**Records shown:**
** begin **

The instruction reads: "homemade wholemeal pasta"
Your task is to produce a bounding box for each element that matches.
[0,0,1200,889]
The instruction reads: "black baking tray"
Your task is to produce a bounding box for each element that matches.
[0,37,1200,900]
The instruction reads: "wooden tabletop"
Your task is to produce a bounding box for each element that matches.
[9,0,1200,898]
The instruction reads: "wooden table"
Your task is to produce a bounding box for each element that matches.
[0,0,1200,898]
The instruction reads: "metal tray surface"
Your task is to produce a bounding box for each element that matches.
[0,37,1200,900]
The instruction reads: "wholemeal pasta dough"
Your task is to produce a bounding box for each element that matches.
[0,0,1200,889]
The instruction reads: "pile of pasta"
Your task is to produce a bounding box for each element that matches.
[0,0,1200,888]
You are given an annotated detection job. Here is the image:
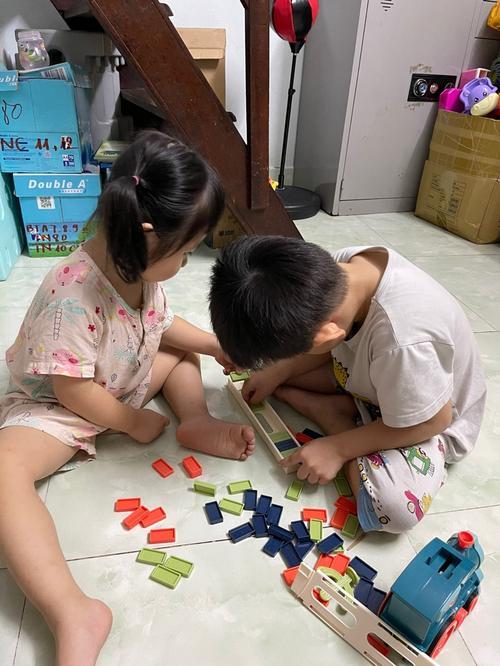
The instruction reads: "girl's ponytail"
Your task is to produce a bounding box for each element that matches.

** end **
** begin **

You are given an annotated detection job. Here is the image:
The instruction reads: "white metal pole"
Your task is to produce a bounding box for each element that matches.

** end **

**What needs to be done:**
Locate every line in the listing that contains the string "wooden", and copy each of those lines in full.

**Task result:**
The instruction reads: "wooden tabletop"
The instruction reads: "wooden table"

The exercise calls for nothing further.